-- Start of DOCUMENT SEGMENT --
I have these two dataframes:
Df1 = pd.DataFrame({'street1': ['1, 2', '1, 3', '1, 4', '123']})
Df2 = pd.DataFrame({'street2': ['1, 1', '1, 2', '1, 2']})
I added a column that tells me if the values of Df1 are in Df2 with the following code.
Df1["InDf2"] = Df1.street1.isin(Df2.street2).astype('bool')
I need to make another column Df1['Df2Index'], containing the index number (or numbers) where Df2 is equal to Df1. How can I do this?
CodePudding user response:
reset the index of the second DataFrame to get the index as a column. then merge on the desired columns. after that drop the extra column and NaNs created in the other columns.
Df1 = Df1\
.merge(Df2.reset_index(), how='outer', right_on='street2', left_on='street1')\
.drop('street2', axis=1)\
.dropna(subset=['street1'])
output:
street1 InDf2 index
0 1, 2 True 1.0
1 1, 2 True 2.0
2 1, 3 False NaN
3 1, 4 False NaN
4 123 False NaN
CodePudding user response:
lambda function helps to do that
l = df2['street2'].values
df1['InDf2'] = df1.apply(lambda row: 'True' '-' str(list(df2[df2['street2'] == row['street1']].index.values)) if row['street1'] in l else 'False-Not Exist', axis = 1)
-- End of DOCUMENT SEGMENT --
-- Start of TASK DATA --
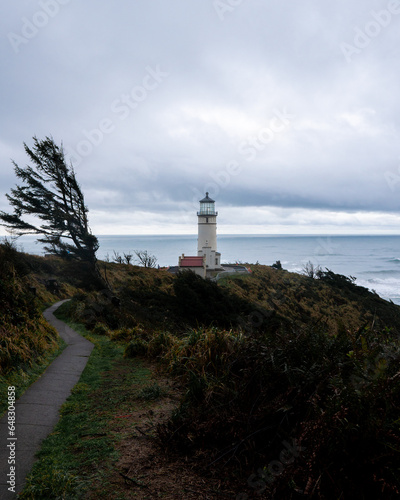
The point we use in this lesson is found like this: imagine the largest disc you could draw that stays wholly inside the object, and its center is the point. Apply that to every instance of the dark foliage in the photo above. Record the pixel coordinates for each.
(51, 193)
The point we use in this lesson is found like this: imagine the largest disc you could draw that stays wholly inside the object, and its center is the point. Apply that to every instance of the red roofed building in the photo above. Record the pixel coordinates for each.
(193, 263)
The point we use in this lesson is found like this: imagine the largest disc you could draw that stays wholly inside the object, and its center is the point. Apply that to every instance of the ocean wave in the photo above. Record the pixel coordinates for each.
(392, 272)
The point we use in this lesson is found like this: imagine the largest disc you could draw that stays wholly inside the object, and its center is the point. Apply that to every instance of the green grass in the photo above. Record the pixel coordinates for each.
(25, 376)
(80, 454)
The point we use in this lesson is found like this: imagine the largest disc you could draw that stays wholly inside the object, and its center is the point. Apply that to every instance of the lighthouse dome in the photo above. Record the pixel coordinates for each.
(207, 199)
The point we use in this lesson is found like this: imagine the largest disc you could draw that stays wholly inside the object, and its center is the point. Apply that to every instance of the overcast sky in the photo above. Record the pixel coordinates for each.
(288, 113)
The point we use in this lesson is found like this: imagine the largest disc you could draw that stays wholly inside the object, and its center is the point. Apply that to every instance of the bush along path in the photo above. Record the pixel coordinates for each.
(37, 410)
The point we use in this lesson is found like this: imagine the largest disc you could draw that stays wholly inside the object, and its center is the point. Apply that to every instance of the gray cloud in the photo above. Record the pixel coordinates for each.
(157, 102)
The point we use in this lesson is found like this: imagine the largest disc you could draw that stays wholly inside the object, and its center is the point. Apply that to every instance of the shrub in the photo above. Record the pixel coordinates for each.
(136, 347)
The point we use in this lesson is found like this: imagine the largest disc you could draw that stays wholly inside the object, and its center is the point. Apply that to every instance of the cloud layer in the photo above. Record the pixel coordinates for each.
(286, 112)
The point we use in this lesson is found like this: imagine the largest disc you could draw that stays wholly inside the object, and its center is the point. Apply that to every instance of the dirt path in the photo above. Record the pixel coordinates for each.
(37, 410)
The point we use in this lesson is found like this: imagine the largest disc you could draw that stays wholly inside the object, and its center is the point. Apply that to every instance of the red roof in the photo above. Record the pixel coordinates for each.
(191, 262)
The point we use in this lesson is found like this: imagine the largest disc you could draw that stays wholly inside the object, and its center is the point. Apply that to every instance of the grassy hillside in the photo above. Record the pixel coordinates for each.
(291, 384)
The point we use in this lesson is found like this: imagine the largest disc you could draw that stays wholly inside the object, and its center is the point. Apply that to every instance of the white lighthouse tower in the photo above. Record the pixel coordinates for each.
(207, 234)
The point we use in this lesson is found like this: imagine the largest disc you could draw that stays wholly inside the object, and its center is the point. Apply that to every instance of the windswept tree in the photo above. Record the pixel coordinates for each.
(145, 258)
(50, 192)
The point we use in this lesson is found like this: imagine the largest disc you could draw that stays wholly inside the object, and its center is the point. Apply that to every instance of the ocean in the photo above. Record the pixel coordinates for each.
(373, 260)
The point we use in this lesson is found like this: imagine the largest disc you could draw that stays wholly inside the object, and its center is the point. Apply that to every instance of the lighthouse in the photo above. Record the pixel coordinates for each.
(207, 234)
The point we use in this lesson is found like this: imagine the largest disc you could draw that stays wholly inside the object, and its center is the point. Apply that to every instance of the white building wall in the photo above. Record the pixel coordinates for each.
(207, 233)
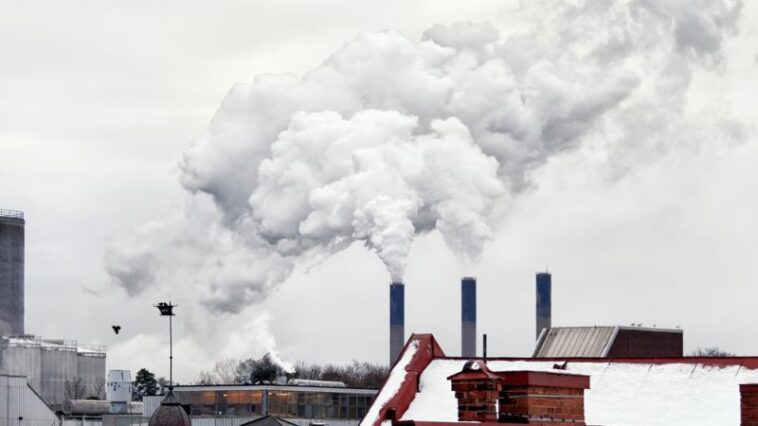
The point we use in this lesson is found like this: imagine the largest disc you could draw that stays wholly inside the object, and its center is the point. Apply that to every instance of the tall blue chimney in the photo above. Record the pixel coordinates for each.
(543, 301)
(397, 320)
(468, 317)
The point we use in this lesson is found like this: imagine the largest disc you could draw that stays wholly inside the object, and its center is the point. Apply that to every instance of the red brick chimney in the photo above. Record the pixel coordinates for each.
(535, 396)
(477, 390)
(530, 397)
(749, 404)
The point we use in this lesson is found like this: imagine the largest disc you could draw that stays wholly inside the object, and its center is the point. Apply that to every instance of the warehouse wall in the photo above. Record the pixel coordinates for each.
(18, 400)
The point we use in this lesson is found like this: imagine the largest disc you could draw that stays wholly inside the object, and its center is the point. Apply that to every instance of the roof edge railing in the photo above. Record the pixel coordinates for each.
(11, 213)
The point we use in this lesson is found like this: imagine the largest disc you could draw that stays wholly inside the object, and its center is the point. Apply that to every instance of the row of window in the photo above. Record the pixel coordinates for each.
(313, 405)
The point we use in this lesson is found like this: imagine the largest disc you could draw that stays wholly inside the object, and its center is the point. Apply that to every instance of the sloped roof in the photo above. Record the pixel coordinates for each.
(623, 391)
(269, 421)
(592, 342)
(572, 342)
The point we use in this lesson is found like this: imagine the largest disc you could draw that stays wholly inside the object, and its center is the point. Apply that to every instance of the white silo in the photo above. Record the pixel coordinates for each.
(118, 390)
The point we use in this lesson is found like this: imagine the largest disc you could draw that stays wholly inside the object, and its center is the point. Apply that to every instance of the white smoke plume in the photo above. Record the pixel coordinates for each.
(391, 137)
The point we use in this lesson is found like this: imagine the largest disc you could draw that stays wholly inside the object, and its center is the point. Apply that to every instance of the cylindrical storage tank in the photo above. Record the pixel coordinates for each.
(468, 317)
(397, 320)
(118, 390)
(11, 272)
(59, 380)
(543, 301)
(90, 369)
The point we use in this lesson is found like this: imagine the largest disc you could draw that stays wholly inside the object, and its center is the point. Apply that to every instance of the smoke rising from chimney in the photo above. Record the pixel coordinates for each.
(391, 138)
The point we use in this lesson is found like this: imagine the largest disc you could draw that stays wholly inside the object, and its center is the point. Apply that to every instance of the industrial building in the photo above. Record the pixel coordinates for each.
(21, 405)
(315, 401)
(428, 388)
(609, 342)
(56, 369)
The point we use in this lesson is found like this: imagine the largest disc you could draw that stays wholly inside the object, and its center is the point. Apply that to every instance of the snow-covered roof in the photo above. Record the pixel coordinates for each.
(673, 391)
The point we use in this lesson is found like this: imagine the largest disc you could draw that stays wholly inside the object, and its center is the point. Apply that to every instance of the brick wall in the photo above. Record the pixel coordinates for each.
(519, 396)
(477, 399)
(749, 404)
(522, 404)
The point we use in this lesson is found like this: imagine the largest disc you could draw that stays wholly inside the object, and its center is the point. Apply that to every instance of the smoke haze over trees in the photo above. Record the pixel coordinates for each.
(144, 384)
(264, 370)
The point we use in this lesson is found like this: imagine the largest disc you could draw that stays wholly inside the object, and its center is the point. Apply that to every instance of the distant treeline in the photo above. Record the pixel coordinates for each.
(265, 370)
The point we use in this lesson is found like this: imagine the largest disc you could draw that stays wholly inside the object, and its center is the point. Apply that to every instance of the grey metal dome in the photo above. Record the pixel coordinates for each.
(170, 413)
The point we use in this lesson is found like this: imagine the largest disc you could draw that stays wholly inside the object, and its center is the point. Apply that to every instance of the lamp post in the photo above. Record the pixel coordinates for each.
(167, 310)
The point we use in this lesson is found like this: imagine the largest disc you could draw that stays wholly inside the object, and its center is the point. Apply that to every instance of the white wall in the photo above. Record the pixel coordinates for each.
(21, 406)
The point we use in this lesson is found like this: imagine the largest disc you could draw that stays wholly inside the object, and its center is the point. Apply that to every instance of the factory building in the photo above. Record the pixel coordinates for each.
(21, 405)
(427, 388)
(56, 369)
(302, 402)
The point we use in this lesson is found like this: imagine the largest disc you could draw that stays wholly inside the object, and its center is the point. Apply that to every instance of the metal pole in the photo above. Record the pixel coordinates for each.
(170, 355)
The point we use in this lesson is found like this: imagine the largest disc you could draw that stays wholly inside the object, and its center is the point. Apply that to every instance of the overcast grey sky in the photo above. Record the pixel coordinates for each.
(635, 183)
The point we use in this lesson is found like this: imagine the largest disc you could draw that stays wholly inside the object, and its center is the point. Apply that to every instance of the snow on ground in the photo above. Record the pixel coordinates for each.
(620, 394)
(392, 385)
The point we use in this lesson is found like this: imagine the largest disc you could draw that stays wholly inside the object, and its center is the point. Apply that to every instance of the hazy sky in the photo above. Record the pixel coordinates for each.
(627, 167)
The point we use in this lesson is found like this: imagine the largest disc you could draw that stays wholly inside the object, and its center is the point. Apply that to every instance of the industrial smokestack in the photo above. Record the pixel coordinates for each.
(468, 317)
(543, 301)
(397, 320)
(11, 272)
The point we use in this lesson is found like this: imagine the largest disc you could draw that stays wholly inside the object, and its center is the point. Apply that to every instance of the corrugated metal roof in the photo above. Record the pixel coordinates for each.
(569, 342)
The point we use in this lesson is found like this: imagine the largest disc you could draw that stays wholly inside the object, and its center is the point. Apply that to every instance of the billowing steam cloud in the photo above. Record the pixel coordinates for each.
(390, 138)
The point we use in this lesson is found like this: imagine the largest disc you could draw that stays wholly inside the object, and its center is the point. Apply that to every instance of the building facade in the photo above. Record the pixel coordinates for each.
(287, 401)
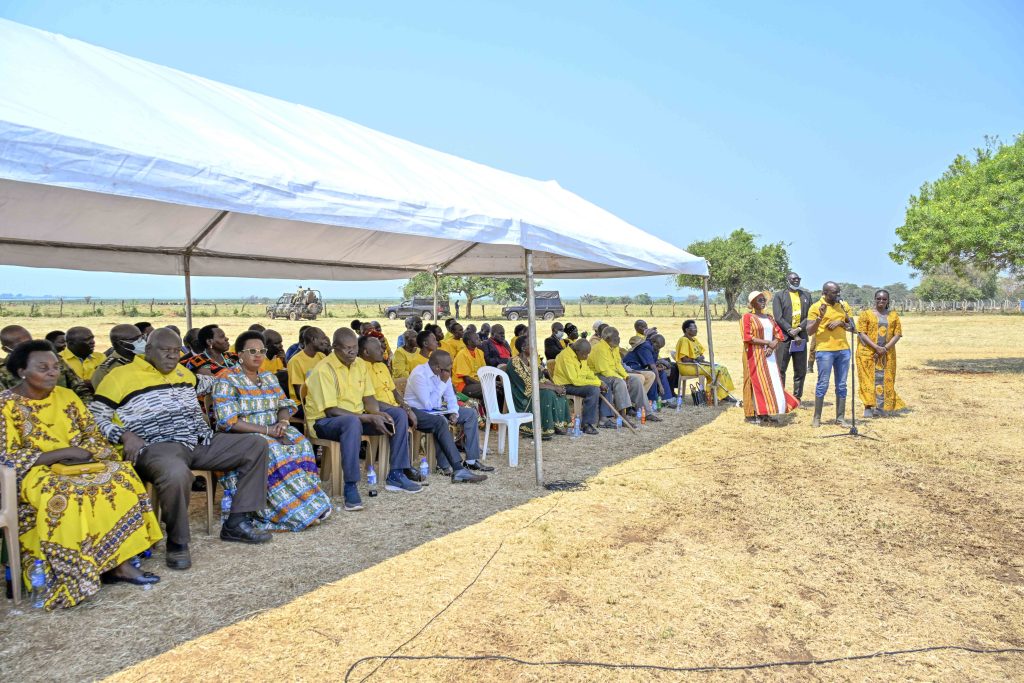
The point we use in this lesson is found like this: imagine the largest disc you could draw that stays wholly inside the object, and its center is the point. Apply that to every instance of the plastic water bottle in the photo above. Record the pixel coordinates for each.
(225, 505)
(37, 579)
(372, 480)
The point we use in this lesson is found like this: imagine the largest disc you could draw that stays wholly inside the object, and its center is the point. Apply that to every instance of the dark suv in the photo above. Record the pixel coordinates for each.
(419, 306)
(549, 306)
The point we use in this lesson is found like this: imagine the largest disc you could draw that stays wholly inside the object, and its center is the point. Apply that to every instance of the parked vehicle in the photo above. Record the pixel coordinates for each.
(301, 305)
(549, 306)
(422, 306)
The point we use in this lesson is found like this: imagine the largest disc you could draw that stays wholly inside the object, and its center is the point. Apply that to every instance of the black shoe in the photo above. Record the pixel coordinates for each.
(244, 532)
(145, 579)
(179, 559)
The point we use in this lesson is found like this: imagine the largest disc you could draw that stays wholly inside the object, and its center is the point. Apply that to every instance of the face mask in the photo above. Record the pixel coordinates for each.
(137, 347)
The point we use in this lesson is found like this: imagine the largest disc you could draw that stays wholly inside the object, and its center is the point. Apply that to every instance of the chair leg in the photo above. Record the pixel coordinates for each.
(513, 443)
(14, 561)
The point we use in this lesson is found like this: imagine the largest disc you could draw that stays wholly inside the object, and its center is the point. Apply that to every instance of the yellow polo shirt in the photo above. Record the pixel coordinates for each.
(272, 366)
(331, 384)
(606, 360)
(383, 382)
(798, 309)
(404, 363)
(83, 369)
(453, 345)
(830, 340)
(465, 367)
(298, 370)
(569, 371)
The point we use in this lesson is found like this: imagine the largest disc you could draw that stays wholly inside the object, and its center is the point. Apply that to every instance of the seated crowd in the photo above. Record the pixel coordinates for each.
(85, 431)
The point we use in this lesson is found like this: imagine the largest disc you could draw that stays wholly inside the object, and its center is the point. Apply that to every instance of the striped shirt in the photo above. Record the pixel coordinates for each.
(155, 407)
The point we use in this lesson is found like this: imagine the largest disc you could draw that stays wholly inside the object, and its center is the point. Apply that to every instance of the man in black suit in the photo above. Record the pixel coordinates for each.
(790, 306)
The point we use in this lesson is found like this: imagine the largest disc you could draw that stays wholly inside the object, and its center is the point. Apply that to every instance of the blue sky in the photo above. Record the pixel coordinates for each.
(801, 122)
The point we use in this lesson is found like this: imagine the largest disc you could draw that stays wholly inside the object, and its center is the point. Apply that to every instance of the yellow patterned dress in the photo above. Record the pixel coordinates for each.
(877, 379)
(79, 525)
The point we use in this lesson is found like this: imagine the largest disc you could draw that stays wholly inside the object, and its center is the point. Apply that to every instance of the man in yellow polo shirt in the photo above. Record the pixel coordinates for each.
-- End of TASK DATA --
**TO DO**
A - Reproduce the part of the pandas dataframe thread between "I have these" and "the other columns.", inclusive, without changing a character.
B - Identify each line of the records that contains the word "dark", and copy those lines.

**ANSWERS TO THE EXERCISES**
A -
I have these two dataframes:
Df1 = pd.DataFrame({'street1': ['1, 2', '1, 3', '1, 4', '123']})
Df2 = pd.DataFrame({'street2': ['1, 1', '1, 2', '1, 2']})
I added a column that tells me if the values of Df1 are in Df2 with the following code.
Df1["InDf2"] = Df1.street1.isin(Df2.street2).astype('bool')
I need to make another column Df1['Df2Index'], containing the index number (or numbers) where Df2 is equal to Df1. How can I do this?
CodePudding user response:
reset the index of the second DataFrame to get the index as a column. then merge on the desired columns. after that drop the extra column and NaNs created in the other columns.

B -
The point we use in this lesson is found like this: imagine the largest disc you could draw that stays wholly inside the object, and its center is the point. Apply that to every instance of the dark foliage in the photo above. Record the pixel coordinates for each.
The point we use in this lesson is found like this: imagine the largest disc you could draw that stays wholly inside the object, and its center is the point. Apply that to every instance of the dark suv in the photo above. Record the pixel coordinates for each.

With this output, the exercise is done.